It doesn't matter if it's a exported symbol, we should just keep code as
simple as possible.
> ...
> diff --git a/drivers/md/md.c b/drivers/md/md.c
> index ac85ec73a409..855cddeb0c09 100644
> --- a/drivers/md/md.c
> +++ b/drivers/md/md.c
> @@ -8197,3 +8197,3 @@ EXPORT_SYMBOL(md_unregister_thread);
> 
> -void md_error(struct mddev *mddev, struct md_rdev *rdev)
> +void _md_error(struct mddev *mddev, struct md_rdev *rdev, bool nofail)
>   {
> @@ -8204,3 +8204,3 @@ void md_error(struct mddev *mddev, struct md_rdev *rdev)
>                  return;
> -       mddev->pers->error_handler(mddev, rdev);
> +       mddev->pers->error_handler(mddev, rdev, nofail);
> 
> @@ -8222,4 +8222,26 @@ void md_error(struct mddev *mddev, struct md_rdev *rdev)
>   }
> +
> +void md_error(struct mddev *mddev, struct md_rdev *rdev)
> +{
> +       return _md_error(mddev, rdev, false);
> +}
>   EXPORT_SYMBOL(md_error);
> 
> +void md_error_failfast(struct mddev *mddev, struct md_rdev *rdev)
> +{
> +       WARN_ON(mddev->pers->head.id != ID_RAID1 &&
> +               mddev->pers->head.id != ID_RAID10);
> +       return _md_error(mddev, rdev, true);
> +}
> +EXPORT_SYMBOL(md_error_failfast);
> +

I will prefer we add a common procedures to fix this problme.

How about the first patch to serialize all the md_error(), and then
and a new helper md_bio_failue_error(mddev, rdev, bio), called when
bio is failed, in this helper:

1) if bio is not failfast, call md_error() and return true; otherwise:
2) if rdev contain the last data copy, return false directly, caller
should check return value and retry, otherwise:
3) call md_error() and return true;

Then, for raid1, the callers will look like:

iff --git a/drivers/md/md.c b/drivers/md/md.c
index 1baaf52c603c..c6d150e9f1a7 100644
--- a/drivers/md/md.c
+++ b/drivers/md/md.c
@@ -1003,9 +1003,7 @@ static void super_written(struct bio *bio)
         if (bio->bi_status) {
                 pr_err("md: %s gets error=%d\n", __func__,
                        blk_status_to_errno(bio->bi_status));
-               md_error(mddev, rdev);
-               if (!test_bit(Faulty, &rdev->flags)
-                   && (bio->bi_opf & MD_FAILFAST)) {
+               if (!md_bio_failure_error(mddev, rdev, bio)) {
                         set_bit(MD_SB_NEED_REWRITE, &mddev->sb_flags);
                         set_bit(LastDev, &rdev->flags);
                 }

@@ -466,20 +472,11 @@ static void raid1_end_write_request(struct bio *bio)

#### Work instructions
- a) Summarize the patch review in two sentences.
- b) Resume the patch review from the point at which it stops.
The lines after this point are separate material and are not part of the patch review.

#### Supplied information

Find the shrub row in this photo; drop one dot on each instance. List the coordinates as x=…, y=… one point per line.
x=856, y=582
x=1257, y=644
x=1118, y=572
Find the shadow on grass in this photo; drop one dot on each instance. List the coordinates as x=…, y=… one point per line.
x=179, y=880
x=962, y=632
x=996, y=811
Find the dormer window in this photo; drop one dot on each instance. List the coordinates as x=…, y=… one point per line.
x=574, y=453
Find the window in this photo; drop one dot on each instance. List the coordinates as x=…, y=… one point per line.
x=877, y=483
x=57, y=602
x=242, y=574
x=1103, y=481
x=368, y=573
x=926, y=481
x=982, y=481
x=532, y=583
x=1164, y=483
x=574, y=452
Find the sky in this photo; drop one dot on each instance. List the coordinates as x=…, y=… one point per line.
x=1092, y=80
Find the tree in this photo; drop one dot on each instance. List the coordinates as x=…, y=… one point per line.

#### Results for the exercise
- a) The reviewer holds that code should be kept as simple as possible whether or not a symbol is exported, and prefers a common procedure to the proposed separate failfast error function. The suggested approach is to serialize all md_error() calls and add a helper, called when a bio fails, that calls md_error() and returns true unless the bio is failfast and the rdev holds the last data copy, in which case it returns false so the caller can retry.

- b)
                         set_bit(MD_RECOVERY_NEEDED, &
                                 conf->mddev->recovery);

-               if (test_bit(FailFast, &rdev->flags) &&
-                   (bio->bi_opf & MD_FAILFAST) &&
                     /* We never try FailFast to WriteMostly devices */
-                   !test_bit(WriteMostly, &rdev->flags)) {
-                       md_error(r1_bio->mddev, rdev);
-               }
-
-               /*
-                * When the device is faulty, it is not necessary to
-                * handle write error.
-                */
-               if (!test_bit(Faulty, &rdev->flags))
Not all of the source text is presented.